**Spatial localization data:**
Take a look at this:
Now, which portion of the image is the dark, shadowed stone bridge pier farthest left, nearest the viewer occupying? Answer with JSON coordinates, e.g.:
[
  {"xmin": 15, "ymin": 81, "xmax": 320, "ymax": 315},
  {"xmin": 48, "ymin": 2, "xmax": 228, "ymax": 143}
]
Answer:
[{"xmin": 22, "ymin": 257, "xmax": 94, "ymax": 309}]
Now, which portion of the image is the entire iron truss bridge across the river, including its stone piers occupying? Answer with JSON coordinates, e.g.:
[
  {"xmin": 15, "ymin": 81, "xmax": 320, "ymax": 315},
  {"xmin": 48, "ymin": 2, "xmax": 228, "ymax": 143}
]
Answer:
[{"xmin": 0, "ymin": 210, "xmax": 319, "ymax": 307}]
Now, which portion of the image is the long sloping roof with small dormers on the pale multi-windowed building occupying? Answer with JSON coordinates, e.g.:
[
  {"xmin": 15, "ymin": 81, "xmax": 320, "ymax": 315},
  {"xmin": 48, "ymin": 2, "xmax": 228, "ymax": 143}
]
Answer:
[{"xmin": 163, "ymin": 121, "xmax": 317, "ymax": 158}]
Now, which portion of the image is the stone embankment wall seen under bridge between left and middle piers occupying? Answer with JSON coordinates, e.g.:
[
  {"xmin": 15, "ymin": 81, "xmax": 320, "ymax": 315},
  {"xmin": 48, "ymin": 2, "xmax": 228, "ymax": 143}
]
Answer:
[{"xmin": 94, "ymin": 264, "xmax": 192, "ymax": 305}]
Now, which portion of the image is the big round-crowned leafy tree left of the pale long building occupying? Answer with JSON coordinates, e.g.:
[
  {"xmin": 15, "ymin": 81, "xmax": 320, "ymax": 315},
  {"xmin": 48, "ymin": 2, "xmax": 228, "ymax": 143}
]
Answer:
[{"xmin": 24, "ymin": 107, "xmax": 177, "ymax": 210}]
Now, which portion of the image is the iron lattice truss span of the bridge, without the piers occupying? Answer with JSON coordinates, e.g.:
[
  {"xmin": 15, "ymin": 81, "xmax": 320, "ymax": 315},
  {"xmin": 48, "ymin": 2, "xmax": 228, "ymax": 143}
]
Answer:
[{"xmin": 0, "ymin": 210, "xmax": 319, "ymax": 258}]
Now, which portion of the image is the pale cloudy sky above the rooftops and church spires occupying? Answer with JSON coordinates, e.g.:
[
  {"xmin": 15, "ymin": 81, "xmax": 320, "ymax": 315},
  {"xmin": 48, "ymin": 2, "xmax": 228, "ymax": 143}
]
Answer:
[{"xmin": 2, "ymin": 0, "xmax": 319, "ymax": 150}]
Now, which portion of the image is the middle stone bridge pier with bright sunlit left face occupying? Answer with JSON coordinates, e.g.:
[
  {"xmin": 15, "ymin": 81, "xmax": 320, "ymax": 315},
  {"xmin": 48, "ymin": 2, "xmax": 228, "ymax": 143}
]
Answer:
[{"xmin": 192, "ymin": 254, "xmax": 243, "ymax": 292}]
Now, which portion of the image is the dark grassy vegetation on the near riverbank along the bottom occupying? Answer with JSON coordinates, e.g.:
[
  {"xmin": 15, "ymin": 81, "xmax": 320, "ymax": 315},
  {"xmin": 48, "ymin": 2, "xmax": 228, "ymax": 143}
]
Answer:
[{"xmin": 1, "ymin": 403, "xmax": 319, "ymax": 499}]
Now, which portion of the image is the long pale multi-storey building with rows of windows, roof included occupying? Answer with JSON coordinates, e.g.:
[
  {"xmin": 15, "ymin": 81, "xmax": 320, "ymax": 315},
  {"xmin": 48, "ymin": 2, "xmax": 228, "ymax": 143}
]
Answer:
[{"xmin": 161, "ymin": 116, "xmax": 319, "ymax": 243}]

**EXERCISE:** Restate every line of the data above exactly as it was written.

**REPLY:**
Take a look at this:
Now, which portion of the image is the dark, shadowed stone bridge pier farthest left, nearest the viewer occupying? Answer with JSON coordinates, e.g.:
[
  {"xmin": 15, "ymin": 81, "xmax": 320, "ymax": 315},
  {"xmin": 48, "ymin": 2, "xmax": 228, "ymax": 143}
]
Answer:
[{"xmin": 22, "ymin": 257, "xmax": 94, "ymax": 309}]
Now, which portion of the image is the entire iron truss bridge across the river, including its stone piers occupying? Answer with JSON coordinates, e.g.:
[
  {"xmin": 15, "ymin": 81, "xmax": 320, "ymax": 315},
  {"xmin": 48, "ymin": 2, "xmax": 228, "ymax": 143}
]
Answer:
[{"xmin": 0, "ymin": 210, "xmax": 319, "ymax": 307}]
Now, which portion of the image is the long sloping roof with small dormers on the pale multi-windowed building occupying? Answer with JSON coordinates, e.g.:
[
  {"xmin": 15, "ymin": 81, "xmax": 320, "ymax": 315},
  {"xmin": 48, "ymin": 2, "xmax": 228, "ymax": 143}
]
Answer:
[{"xmin": 163, "ymin": 121, "xmax": 317, "ymax": 158}]
Now, which portion of the image is the stone embankment wall seen under bridge between left and middle piers occupying? Answer with JSON coordinates, e.g.:
[
  {"xmin": 15, "ymin": 81, "xmax": 320, "ymax": 315},
  {"xmin": 48, "ymin": 2, "xmax": 228, "ymax": 143}
]
Answer:
[{"xmin": 94, "ymin": 264, "xmax": 192, "ymax": 305}]
Now, which portion of the image is the big round-crowned leafy tree left of the pale long building occupying? Answer with JSON coordinates, e.g.:
[
  {"xmin": 15, "ymin": 81, "xmax": 320, "ymax": 315},
  {"xmin": 48, "ymin": 2, "xmax": 228, "ymax": 143}
]
Answer:
[{"xmin": 24, "ymin": 107, "xmax": 177, "ymax": 210}]
Now, which portion of the image is the iron lattice truss span of the bridge, without the piers occupying? Answer with JSON coordinates, e.g.:
[
  {"xmin": 15, "ymin": 81, "xmax": 320, "ymax": 315},
  {"xmin": 48, "ymin": 2, "xmax": 228, "ymax": 143}
]
Answer:
[{"xmin": 0, "ymin": 210, "xmax": 319, "ymax": 258}]
Now, which portion of the image is the pale cloudy sky above the rooftops and church spires occupying? Answer with JSON coordinates, e.g.:
[
  {"xmin": 15, "ymin": 81, "xmax": 320, "ymax": 315},
  {"xmin": 48, "ymin": 2, "xmax": 228, "ymax": 143}
]
Answer:
[{"xmin": 2, "ymin": 0, "xmax": 319, "ymax": 150}]
Now, which portion of the image is the middle stone bridge pier with bright sunlit left face occupying? Answer with JSON coordinates, e.g.:
[
  {"xmin": 15, "ymin": 81, "xmax": 320, "ymax": 315},
  {"xmin": 48, "ymin": 2, "xmax": 228, "ymax": 143}
]
Answer:
[{"xmin": 192, "ymin": 254, "xmax": 243, "ymax": 292}]
Now, which portion of the image is the dark grassy vegetation on the near riverbank along the bottom occupying? Answer with JSON coordinates, e.g.:
[
  {"xmin": 15, "ymin": 81, "xmax": 320, "ymax": 315},
  {"xmin": 48, "ymin": 2, "xmax": 228, "ymax": 143}
]
Answer:
[{"xmin": 1, "ymin": 403, "xmax": 319, "ymax": 499}]
Now, which portion of the image is the long pale multi-storey building with rows of windows, roof included occupying? Answer with JSON coordinates, e.g.:
[
  {"xmin": 15, "ymin": 81, "xmax": 320, "ymax": 315},
  {"xmin": 48, "ymin": 2, "xmax": 228, "ymax": 143}
]
Answer:
[{"xmin": 161, "ymin": 116, "xmax": 319, "ymax": 243}]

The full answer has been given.